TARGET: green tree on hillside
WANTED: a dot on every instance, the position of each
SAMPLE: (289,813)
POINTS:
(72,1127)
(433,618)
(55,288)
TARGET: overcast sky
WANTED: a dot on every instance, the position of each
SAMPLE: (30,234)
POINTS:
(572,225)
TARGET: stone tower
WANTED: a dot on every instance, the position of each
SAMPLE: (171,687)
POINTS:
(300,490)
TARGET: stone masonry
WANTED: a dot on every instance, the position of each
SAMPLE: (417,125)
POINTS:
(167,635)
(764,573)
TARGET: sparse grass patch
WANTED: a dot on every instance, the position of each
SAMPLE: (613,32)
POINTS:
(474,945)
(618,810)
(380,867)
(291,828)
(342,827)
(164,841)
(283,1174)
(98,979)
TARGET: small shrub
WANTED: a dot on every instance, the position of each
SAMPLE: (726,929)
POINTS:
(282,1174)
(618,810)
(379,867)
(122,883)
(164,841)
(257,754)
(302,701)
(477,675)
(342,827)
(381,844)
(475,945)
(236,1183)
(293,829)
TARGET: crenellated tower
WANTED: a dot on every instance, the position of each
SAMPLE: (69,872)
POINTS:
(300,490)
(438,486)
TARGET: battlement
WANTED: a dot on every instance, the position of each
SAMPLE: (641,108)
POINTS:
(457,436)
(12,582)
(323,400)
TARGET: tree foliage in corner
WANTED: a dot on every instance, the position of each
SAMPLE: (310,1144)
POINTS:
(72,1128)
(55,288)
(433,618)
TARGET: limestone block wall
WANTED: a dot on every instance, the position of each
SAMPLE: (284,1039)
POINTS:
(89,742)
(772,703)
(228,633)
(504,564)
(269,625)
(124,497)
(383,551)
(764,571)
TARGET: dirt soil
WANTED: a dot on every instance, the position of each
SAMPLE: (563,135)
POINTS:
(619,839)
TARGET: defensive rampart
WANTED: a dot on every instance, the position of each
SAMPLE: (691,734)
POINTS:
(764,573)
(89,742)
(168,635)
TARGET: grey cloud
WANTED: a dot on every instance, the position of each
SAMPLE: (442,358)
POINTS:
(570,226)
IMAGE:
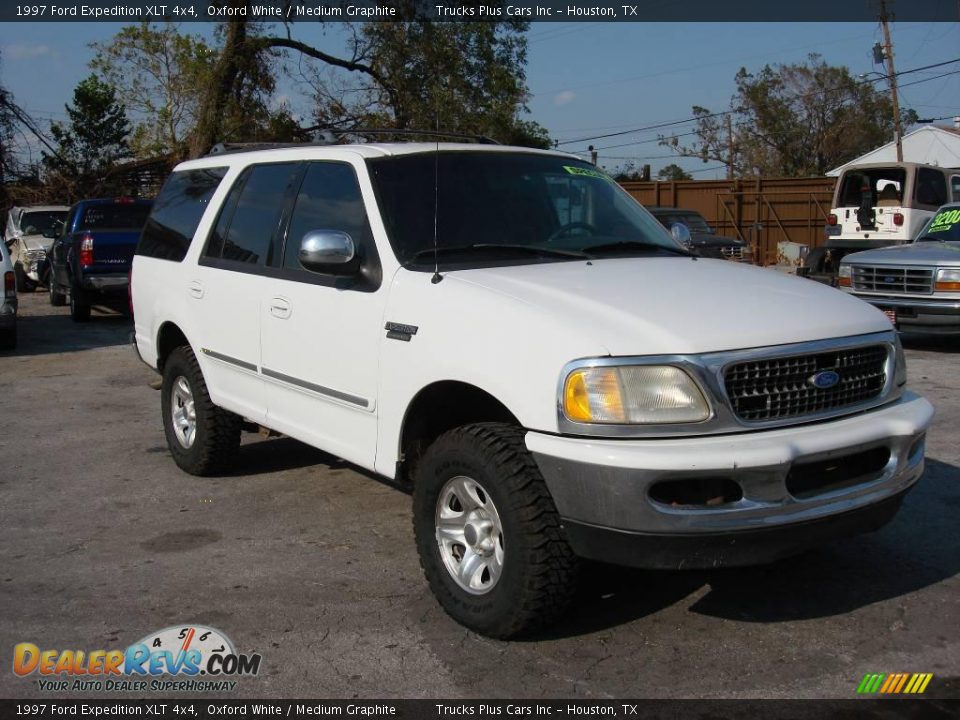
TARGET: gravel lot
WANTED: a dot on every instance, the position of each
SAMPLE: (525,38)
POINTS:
(311,562)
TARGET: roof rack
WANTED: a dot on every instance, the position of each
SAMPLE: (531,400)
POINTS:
(333,136)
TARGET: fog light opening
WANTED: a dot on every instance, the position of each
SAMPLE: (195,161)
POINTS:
(696,492)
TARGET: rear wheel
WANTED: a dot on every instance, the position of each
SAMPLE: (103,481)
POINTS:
(203,438)
(24,284)
(57,296)
(488,534)
(8,339)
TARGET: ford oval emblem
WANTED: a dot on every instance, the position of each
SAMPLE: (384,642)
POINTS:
(825,379)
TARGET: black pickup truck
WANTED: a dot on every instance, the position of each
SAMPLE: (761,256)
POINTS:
(91,255)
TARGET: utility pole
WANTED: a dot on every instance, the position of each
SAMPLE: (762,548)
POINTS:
(729,148)
(892,77)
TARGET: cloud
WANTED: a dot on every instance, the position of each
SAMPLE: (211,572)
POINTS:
(25,52)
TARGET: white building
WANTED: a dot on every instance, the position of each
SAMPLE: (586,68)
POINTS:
(929,144)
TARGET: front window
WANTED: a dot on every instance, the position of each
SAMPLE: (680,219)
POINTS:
(38,222)
(508,208)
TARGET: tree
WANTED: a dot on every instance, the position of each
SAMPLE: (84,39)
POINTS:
(466,77)
(793,120)
(164,78)
(673,172)
(94,140)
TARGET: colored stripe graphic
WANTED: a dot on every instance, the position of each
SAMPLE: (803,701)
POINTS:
(894,683)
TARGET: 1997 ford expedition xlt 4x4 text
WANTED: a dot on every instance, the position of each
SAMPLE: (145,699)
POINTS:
(511,334)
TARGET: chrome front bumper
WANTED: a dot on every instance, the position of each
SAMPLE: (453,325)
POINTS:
(607,483)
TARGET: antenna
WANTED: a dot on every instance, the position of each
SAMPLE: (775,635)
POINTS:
(437,277)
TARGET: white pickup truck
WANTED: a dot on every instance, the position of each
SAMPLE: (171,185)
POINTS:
(510,334)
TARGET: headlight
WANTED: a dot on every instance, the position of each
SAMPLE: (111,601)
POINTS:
(843,276)
(900,371)
(948,279)
(633,394)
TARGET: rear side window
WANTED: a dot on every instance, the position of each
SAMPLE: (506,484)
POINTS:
(177,212)
(931,187)
(248,223)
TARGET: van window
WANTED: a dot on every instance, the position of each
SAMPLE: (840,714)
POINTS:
(250,231)
(329,199)
(177,212)
(931,187)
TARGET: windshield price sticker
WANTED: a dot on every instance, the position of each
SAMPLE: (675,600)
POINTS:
(587,172)
(944,221)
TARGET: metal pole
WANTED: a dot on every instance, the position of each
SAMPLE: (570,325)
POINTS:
(892,77)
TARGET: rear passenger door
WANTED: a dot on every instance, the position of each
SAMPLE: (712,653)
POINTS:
(229,282)
(320,333)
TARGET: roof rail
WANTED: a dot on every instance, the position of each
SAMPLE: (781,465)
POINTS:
(332,136)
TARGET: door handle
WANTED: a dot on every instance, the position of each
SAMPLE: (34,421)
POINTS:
(280,307)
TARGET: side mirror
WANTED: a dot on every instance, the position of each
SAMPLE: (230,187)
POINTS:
(681,233)
(330,251)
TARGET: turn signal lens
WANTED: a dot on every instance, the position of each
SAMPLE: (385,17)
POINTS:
(948,280)
(633,394)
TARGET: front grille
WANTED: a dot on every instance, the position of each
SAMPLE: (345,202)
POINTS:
(893,279)
(781,388)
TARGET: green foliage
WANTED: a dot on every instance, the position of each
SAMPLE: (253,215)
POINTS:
(794,120)
(466,77)
(95,138)
(164,77)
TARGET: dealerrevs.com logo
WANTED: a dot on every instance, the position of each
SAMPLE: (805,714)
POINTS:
(199,658)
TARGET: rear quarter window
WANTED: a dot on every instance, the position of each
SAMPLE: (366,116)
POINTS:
(177,212)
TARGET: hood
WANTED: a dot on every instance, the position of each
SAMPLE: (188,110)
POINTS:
(35,242)
(927,252)
(667,305)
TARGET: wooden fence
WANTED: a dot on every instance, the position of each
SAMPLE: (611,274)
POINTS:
(761,211)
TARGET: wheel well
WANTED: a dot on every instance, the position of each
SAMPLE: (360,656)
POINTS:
(169,339)
(441,407)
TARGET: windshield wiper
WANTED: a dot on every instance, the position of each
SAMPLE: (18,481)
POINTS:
(636,245)
(485,247)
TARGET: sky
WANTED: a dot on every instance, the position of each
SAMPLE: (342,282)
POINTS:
(585,79)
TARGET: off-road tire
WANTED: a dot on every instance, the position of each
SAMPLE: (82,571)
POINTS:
(57,297)
(8,339)
(539,573)
(217,430)
(79,308)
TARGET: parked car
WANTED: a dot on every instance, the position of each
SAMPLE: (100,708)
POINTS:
(91,258)
(876,205)
(27,233)
(8,303)
(510,334)
(703,239)
(916,285)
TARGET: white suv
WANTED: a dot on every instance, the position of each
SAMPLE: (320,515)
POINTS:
(510,333)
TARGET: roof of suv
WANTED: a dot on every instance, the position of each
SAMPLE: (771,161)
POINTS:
(363,150)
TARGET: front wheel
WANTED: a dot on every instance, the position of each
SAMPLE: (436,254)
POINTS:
(489,537)
(203,438)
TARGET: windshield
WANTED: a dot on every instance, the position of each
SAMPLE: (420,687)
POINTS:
(874,184)
(38,222)
(115,216)
(493,203)
(944,226)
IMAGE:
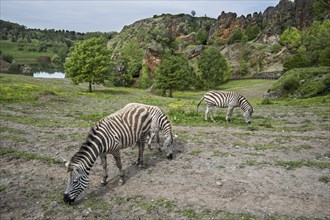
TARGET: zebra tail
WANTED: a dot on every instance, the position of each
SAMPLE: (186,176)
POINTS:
(200,101)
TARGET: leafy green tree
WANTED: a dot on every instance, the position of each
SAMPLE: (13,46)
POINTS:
(291,38)
(174,73)
(88,61)
(251,32)
(236,36)
(213,66)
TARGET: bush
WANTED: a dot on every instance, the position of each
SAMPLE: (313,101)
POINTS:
(8,58)
(291,84)
(297,61)
(303,82)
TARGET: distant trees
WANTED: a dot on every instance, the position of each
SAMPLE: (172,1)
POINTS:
(174,73)
(128,65)
(214,68)
(88,61)
(311,47)
(291,38)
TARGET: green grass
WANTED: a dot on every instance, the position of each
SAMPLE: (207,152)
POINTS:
(30,156)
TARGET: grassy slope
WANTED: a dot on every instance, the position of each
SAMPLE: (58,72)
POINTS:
(62,99)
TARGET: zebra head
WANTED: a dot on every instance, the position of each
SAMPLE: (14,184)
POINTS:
(247,115)
(78,181)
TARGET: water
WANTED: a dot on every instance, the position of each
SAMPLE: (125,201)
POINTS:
(59,75)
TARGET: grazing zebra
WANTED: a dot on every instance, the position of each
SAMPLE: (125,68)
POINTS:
(224,100)
(108,136)
(159,122)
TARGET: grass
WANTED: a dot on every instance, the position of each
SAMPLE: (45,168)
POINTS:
(50,104)
(30,156)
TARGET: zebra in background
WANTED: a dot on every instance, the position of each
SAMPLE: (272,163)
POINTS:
(159,122)
(108,136)
(224,100)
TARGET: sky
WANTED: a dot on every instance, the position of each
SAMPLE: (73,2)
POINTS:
(110,15)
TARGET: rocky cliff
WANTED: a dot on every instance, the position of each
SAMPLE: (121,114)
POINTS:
(155,35)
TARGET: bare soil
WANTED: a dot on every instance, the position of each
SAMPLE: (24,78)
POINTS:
(219,172)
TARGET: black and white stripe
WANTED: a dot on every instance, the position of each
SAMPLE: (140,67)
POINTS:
(228,100)
(108,136)
(159,122)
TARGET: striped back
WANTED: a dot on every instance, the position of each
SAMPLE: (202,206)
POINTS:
(160,121)
(225,99)
(109,135)
(228,99)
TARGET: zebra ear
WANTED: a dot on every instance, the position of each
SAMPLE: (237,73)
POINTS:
(67,165)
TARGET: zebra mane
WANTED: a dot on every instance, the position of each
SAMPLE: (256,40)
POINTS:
(244,103)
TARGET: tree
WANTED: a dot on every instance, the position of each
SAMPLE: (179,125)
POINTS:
(174,73)
(213,66)
(88,61)
(291,38)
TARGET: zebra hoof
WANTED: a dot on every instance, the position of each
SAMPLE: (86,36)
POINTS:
(121,182)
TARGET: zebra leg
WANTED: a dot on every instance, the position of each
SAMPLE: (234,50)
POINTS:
(206,112)
(229,113)
(209,109)
(141,149)
(105,168)
(157,140)
(150,139)
(119,165)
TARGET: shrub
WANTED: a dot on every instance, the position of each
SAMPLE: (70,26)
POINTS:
(291,84)
(8,58)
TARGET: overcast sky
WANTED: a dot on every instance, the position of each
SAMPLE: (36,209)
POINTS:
(110,15)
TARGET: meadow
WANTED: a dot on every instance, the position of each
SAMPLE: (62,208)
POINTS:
(277,167)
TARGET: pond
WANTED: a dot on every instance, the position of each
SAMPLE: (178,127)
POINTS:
(59,75)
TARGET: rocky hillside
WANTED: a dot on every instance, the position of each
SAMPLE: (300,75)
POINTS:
(250,43)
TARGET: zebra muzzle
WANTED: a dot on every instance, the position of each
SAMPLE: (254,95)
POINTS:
(67,199)
(170,156)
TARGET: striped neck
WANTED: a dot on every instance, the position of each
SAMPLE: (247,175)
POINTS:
(244,104)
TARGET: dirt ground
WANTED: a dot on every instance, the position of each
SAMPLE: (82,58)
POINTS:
(218,172)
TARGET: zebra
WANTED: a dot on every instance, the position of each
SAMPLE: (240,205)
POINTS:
(226,99)
(108,136)
(159,122)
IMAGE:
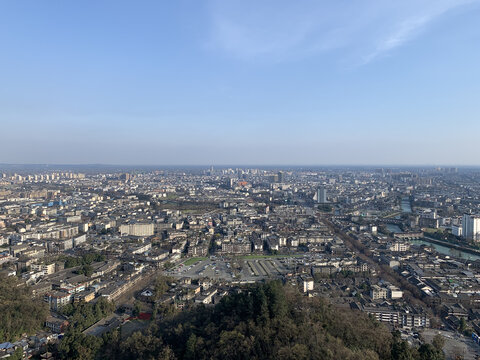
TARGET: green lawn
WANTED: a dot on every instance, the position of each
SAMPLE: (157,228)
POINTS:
(192,261)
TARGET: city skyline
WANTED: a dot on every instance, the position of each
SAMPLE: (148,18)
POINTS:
(239,82)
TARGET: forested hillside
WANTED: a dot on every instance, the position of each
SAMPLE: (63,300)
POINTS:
(267,321)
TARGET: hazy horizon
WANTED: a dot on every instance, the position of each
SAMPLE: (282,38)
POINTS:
(240,82)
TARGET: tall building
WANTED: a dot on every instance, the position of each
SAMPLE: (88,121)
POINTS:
(281,177)
(322,195)
(471,227)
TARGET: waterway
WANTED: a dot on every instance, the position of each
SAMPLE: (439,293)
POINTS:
(447,251)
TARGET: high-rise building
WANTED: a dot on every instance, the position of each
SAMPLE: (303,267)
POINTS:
(471,227)
(322,195)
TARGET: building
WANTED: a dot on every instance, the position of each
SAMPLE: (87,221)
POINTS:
(137,229)
(471,227)
(378,292)
(321,195)
(47,269)
(57,299)
(456,230)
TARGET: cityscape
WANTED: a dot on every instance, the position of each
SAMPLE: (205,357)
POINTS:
(399,244)
(239,180)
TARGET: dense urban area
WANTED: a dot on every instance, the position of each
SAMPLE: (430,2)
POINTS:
(194,263)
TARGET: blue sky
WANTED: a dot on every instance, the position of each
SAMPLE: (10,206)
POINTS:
(240,82)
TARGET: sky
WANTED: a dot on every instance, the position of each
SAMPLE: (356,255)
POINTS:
(257,82)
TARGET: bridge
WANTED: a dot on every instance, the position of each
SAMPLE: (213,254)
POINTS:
(409,235)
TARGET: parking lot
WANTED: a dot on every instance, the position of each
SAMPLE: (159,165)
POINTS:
(232,269)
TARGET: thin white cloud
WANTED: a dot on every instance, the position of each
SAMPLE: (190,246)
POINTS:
(284,30)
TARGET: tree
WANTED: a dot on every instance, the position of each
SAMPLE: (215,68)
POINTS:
(438,342)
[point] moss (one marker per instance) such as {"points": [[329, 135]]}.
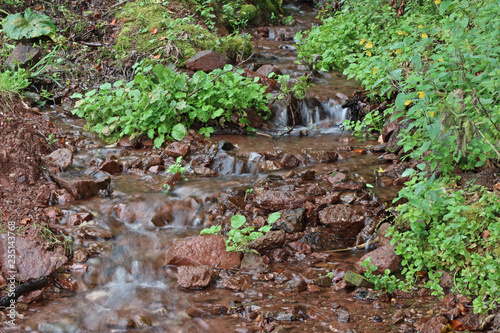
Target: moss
{"points": [[151, 29], [248, 12]]}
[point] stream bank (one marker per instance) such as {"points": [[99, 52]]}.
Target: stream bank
{"points": [[119, 277]]}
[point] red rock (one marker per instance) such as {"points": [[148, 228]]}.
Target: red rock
{"points": [[383, 257], [264, 80], [176, 149], [205, 172], [278, 200], [301, 247], [111, 166], [207, 250], [238, 283], [33, 261], [82, 185], [206, 61], [347, 220], [62, 158], [194, 277], [434, 325]]}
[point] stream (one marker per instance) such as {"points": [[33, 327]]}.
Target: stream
{"points": [[125, 285]]}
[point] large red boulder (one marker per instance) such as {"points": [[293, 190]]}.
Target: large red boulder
{"points": [[207, 250]]}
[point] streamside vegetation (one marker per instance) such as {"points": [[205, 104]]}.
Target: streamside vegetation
{"points": [[436, 63]]}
==*==
= What the task asks =
Take the line containing "TARGET: building" as the first line and the last line of the data above as the final one, and output exactly the lines between them, inclusive, with no pictures.

= Correct answer =
TARGET: building
WANTED: a dot on every instance, the position of each
SAMPLE: (87,221)
POINTS:
(137,229)
(471,227)
(378,292)
(321,195)
(47,269)
(57,299)
(456,230)
TARGET: cityscape
WANTED: a dot on every instance, the position of each
SAMPLE: (205,357)
POINTS:
(399,244)
(239,180)
TARGET: dense urban area
WANTED: a dot on every instance, the position of each
SAMPLE: (430,2)
POINTS:
(194,263)
TARGET: blue sky
WANTED: a dot on every instance, the position of each
SAMPLE: (10,206)
POINTS:
(240,82)
TARGET: sky
WANTED: a dot on every instance, the position of each
SAMPLE: (356,255)
POINTS:
(257,82)
TARGET: bridge
WANTED: a dot on every instance, the position of each
SAMPLE: (213,254)
POINTS:
(409,235)
TARGET: parking lot
WANTED: a dot on every instance, the position of each
SAMPLE: (159,165)
POINTS:
(232,269)
TARGET: thin white cloud
WANTED: a dot on every instance, the position of each
SAMPLE: (190,246)
POINTS:
(284,30)
TARGET: tree
WANTED: a dot on every instance, the position of each
SAMPLE: (215,68)
POINTS:
(438,342)
[point] moss (one marker per instance) such as {"points": [[329, 135]]}.
Target: moss
{"points": [[151, 29], [248, 12]]}
[point] stream bank (one marker per instance) such as {"points": [[99, 52]]}.
Target: stream bank
{"points": [[119, 277]]}
[point] red rock (one marker per instance) such as {"points": [[148, 228]]}.
Target: red rock
{"points": [[383, 257], [264, 80], [176, 149], [205, 172], [278, 200], [301, 247], [111, 166], [207, 250], [238, 283], [33, 261], [82, 185], [206, 61], [347, 220], [62, 158], [194, 277], [434, 325]]}
[point] stream (one marker per instance) such as {"points": [[33, 327]]}.
Target: stream
{"points": [[125, 285]]}
[point] large red boulder (one marker per instance) such as {"points": [[293, 190]]}.
Target: large red boulder
{"points": [[207, 250]]}
[point] streamside vegetation (one marker per instance) such as {"points": [[205, 104]]}.
Target: streamside vegetation
{"points": [[436, 63]]}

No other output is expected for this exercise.